List every system that the forum thread on retrieval augmented generation names as pasting full-text search results into the prompt.

━━ Page extract ━━

|
|
|
|
|
by mif
789 days ago
|
|
For those of us who don’t know what RAG is (including myself), RAG stands for Retrieval Augmented Generation. From the video in this IBM post [0], I understand that it is a way for the LLM to check what its source and latest date of information is. Based on that, it could, in principle, say “I don’t know”, instead of “hallucinating” an answer. A RAG is a way to implement this feature for LLMs. [0] https://research.ibm.com/blog/retrieval-augmented-generation... |
|
The art of implementing RAG is deciding what text should be pasted into the prompt in order to get the best possible results.
A popular way to implement RAG is using similarity search via vector search indexes against embeddings (which I explained at length here: https://simonwillison.net/2023/Oct/23/embeddings/). The idea is to find the content that is semantically most similar to the user's question (or the likely answer to their question) and include extracts from that in the prompt.
But you don't actually need vector indexes or embeddings at all to implement RAG.
Another approach is to take the user's question, extract some search terms from it (often by asking an LLM to invent some searches relating to the question), run those searches against a regular full-text search engine and then paste results from those searches back into the prompt.
Bing, Perplexity, Google Gemini are all examples of systems that use this trick.

━━━
━━ Records shown ━━

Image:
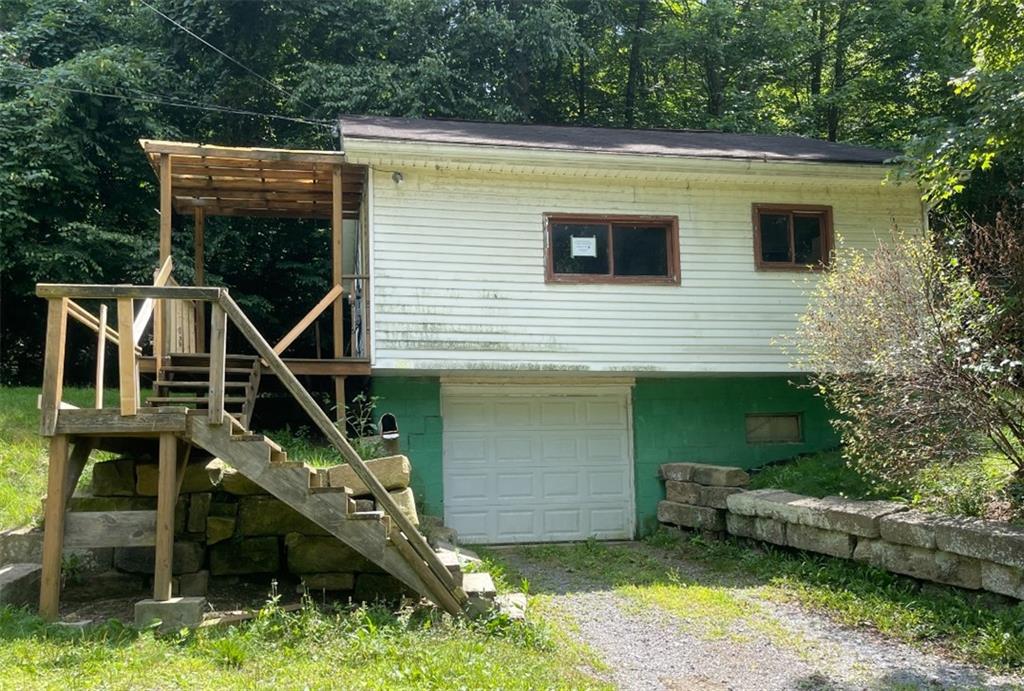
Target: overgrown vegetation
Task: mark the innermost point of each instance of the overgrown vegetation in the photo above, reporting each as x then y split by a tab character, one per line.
722	599
918	355
367	647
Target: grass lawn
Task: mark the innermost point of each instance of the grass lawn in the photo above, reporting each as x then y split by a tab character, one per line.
360	648
982	629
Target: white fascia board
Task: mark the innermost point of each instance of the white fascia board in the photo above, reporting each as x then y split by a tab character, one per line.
392	153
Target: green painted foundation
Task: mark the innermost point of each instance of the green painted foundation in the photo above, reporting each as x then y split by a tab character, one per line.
696	419
704	420
416	403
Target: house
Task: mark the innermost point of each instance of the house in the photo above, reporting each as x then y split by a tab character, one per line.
556	311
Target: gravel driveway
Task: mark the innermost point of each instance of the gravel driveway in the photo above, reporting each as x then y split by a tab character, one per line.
787	647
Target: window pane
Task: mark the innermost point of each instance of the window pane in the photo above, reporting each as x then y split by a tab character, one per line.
641	250
774	238
580	248
807	240
767	429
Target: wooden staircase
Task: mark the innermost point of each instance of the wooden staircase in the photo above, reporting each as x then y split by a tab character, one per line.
205	401
185	381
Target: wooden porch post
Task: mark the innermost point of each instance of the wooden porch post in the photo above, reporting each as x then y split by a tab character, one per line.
167	497
199	241
49	589
336	273
56	332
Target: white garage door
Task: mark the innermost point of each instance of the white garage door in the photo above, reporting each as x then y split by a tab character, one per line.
534	467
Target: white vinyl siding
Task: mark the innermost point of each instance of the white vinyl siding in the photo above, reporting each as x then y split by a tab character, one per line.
459	271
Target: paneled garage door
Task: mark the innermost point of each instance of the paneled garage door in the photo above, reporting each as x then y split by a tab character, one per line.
535	467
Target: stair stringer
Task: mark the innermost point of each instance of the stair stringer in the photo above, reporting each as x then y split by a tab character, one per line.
330	511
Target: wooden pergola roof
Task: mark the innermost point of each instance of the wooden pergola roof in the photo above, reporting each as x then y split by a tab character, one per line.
238	181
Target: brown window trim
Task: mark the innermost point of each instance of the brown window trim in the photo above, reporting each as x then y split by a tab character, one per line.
827	239
671	223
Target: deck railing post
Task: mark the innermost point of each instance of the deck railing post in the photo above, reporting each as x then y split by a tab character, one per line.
218	354
100	355
127	363
167	497
56	332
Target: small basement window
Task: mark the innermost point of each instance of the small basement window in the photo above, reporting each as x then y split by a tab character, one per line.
791	238
773	429
605	249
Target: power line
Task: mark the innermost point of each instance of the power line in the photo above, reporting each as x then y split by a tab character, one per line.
163	100
222	53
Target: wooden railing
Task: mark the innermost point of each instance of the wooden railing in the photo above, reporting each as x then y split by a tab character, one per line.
223	310
353	294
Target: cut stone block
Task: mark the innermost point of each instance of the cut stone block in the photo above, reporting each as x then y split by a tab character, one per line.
268	516
392	471
682	492
328	581
990	541
706	474
857	518
755	527
1003	579
219	528
407	504
688	516
173	614
236	483
817	540
240	557
187	557
199	477
782	506
479	588
915	528
323	555
199	509
19	585
934	565
114	478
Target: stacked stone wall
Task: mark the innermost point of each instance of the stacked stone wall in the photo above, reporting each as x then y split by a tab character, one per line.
968	553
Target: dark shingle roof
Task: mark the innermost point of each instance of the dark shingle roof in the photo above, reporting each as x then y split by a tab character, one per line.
695	143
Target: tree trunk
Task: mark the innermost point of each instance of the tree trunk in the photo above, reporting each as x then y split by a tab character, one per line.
633	81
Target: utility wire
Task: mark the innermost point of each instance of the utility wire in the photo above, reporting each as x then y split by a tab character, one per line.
176	102
222	53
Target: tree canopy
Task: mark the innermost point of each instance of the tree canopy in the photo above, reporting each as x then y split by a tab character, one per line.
939	81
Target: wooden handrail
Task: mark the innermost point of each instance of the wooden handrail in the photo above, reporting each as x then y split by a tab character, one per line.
99	292
449	595
310	316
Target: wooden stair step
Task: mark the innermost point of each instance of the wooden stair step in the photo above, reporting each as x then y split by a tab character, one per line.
192	399
194	384
186	369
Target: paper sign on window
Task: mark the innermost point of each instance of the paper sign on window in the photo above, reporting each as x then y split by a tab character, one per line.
584	247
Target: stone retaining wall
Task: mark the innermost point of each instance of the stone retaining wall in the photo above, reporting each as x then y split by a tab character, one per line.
966	552
226	527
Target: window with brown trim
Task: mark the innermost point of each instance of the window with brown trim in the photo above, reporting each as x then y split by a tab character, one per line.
774	428
788	238
611	249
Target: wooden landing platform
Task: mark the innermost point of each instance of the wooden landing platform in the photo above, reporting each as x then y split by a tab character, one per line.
110	422
347	366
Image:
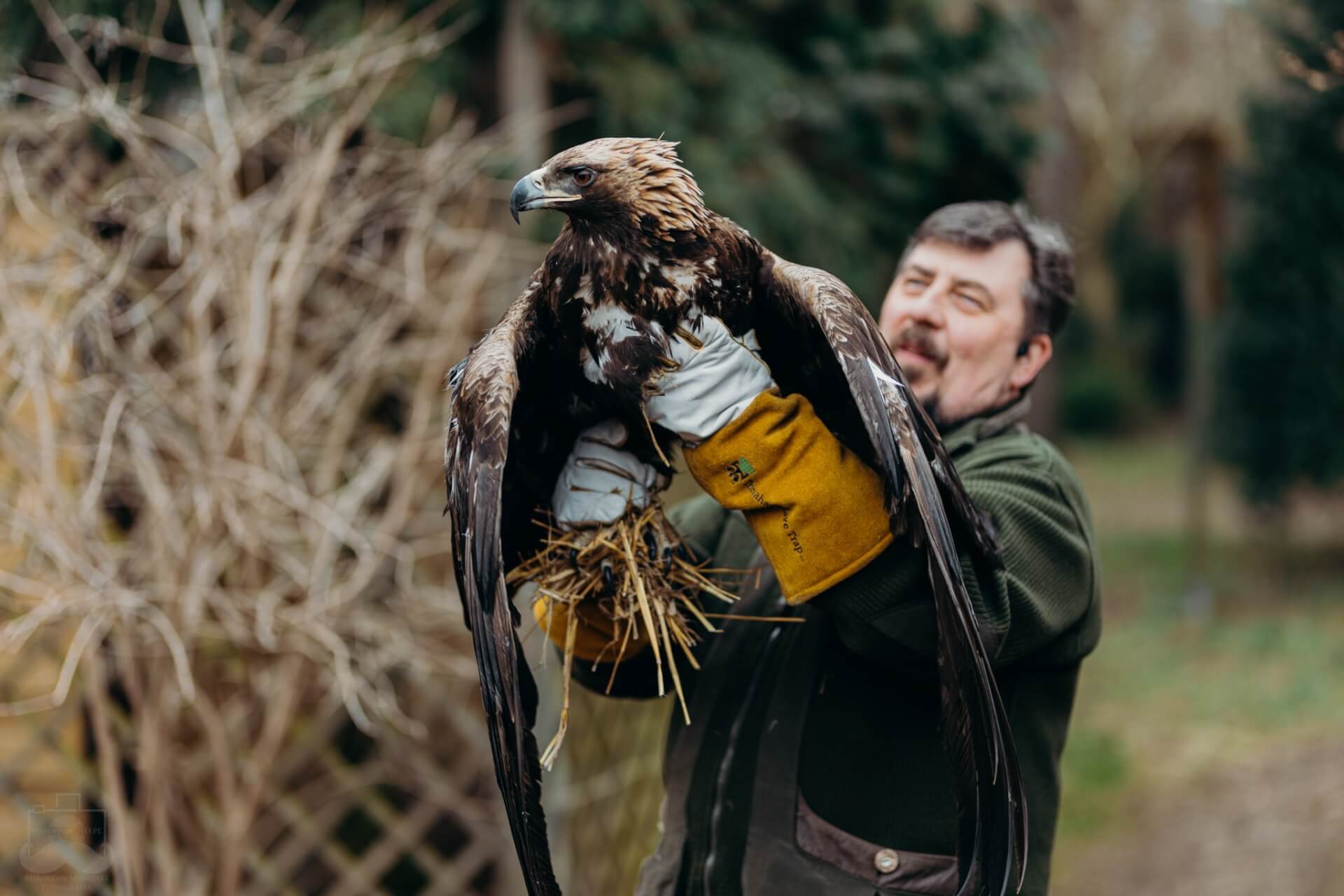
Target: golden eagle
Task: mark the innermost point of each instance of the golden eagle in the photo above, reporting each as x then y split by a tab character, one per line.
638	254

━━━

**Expected answer:** Bing, Perplexity, Google Gemini